* **SUPPLIED RECORDS**
++++++
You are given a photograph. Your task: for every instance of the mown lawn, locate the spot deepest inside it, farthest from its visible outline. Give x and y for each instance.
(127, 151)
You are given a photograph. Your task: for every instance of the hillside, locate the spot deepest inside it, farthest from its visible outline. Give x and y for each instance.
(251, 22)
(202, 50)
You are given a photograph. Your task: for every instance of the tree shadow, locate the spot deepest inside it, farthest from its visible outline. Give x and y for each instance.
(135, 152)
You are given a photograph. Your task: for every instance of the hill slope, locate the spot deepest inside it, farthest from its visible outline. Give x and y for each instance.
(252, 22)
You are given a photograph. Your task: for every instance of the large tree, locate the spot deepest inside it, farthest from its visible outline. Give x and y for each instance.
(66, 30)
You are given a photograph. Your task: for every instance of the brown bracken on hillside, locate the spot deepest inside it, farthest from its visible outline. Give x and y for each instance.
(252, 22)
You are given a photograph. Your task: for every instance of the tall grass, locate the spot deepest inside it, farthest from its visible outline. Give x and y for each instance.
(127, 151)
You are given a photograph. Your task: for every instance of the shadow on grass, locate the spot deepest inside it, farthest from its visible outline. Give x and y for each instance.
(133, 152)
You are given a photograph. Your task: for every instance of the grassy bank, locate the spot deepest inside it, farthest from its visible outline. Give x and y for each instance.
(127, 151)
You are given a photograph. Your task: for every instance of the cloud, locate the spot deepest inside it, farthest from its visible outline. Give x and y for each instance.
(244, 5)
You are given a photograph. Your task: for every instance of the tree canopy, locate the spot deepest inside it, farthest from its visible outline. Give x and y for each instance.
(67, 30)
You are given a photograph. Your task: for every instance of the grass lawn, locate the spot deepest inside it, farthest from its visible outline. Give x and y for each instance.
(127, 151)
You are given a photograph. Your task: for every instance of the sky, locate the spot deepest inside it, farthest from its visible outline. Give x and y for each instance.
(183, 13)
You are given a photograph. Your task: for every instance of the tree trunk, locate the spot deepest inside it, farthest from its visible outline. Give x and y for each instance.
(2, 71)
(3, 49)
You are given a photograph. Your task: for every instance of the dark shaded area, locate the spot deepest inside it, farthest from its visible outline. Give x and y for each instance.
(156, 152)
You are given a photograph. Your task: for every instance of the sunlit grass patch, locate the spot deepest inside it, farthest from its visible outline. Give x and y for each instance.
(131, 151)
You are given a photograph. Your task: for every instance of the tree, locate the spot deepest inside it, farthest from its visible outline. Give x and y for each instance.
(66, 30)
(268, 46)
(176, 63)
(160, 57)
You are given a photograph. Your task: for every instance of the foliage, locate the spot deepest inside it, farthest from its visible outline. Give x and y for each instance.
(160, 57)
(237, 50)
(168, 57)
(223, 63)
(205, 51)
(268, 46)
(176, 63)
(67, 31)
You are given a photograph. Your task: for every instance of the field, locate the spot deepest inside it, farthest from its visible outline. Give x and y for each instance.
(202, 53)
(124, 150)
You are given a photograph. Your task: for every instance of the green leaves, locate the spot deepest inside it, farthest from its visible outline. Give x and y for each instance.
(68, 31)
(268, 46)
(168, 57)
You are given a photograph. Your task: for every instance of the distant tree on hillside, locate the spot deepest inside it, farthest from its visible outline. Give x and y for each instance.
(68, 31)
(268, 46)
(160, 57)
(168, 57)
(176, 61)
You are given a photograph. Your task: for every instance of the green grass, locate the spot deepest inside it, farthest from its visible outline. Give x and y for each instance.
++++++
* **TASK TO CARRY OUT**
Reproduce all data above, unchanged.

* **WORKED ANSWER**
You are given a photograph. Your task: for every instance of the mown lawn, locate the spot deepest inside it, farthest from its visible outline. Give x and y for each instance.
(127, 151)
You are given a photograph. Your task: for every instance of the hillside, locate the spot deepest inside it, farthest from its visible outline. Give x and y for each instance.
(251, 22)
(202, 50)
You are given a photograph. Your task: for every instance of the tree shadow, locate the spot deepest inside it, farthest from its visible outline. Give x and y for each instance.
(135, 152)
You are given a photograph. Your task: for every instance of the hill slope, locate the spot deepest inside it, farthest from its visible outline. Give x and y for each instance.
(252, 22)
You are given a photograph. Your task: for every instance of the large tree, locate the spot deepest inside it, farthest from its visible outline. Give x and y for each instance.
(66, 30)
You are given a photograph. Your task: for every instance of the brown bracken on hillside, locate the spot deepest inside it, farthest from its visible outline. Give x and y for each instance.
(252, 22)
You are given a photograph. Your task: for every instance of the tall grass, locate the spot deepest inside it, farthest from its visible outline. Give x and y for each instance.
(127, 151)
You are given a photograph. Your task: for every instance of the shadow on grass, locate the spot deepest inside it, farthest from its visible outline. Give x and y for each instance.
(133, 152)
You are given a photograph. Your task: for every instance of the grassy bank, locate the spot deepest inside it, farthest from its visible outline. Give x and y for each instance.
(127, 151)
You are given a photograph. Your task: for every instance of the cloud, locate the spot deepest inside it, farthest from its visible outline. Give x and y for each instance.
(244, 5)
You are given a photograph. Your task: for every instance of the tree canopy, locate the spot deepest inside it, farthest from its visible outline. Give x and y for each instance.
(67, 30)
You are given a photograph. Your task: for every instance of the grass lawn, locate the spot deepest inside it, farthest from its visible outline. Give x and y for each instance.
(127, 151)
You are given a photograph. Your task: for every instance of the sky, locate the spot deepest inside it, farthest from its visible outline. Give x and y for each instance.
(183, 13)
You are given a photograph. Your task: for every instance of the tree trunk, locate the spot deepest inside it, farthest from its visible outline. Give x and y for each instance.
(2, 71)
(3, 49)
You are given a photograph. Your task: for every instance of the dark shaded area, locate the spot deepest inside it, farthest from its visible outline. Give x and y for each instance.
(156, 152)
You are given a photograph. Your task: for every instance of the sunlit grass patch, locate the spot deepest inside it, farthest from its visible outline. Give x and y for each instance.
(131, 151)
You are given a photograph. Your task: for every instance of the tree, locate the spot deepest inside it, farthest from its visible outline. Give x and y for each instance.
(66, 30)
(268, 46)
(176, 63)
(160, 57)
You are given a photograph. Your task: for every instance of the foliage, locate the spot deepest inside it, farthest from its visible outline. Give x and y for each instance.
(160, 57)
(237, 50)
(168, 57)
(223, 63)
(205, 51)
(268, 46)
(176, 63)
(67, 31)
You are given a photograph. Your task: for every instance of the field, locate the spot deepest inside it, farthest from its visible outline. Give x and y for each instance.
(202, 53)
(124, 150)
You are given a photograph. Your task: for every instance of the green leaves, locate the spot deepest inside it, farthest from its visible outline. Give x and y for each instance.
(68, 31)
(268, 46)
(168, 57)
You are given a photograph. Your task: for every instance of the distant tree on hillside, locate the spot deepest inside it, farthest from its visible outline. Give x and y for each instance.
(68, 31)
(268, 46)
(160, 57)
(168, 57)
(176, 61)
You are given a photograph. Your task: for every instance of the green grass, locate the spot deepest inside it, farthest from its visible outline. Give x and y for each instance.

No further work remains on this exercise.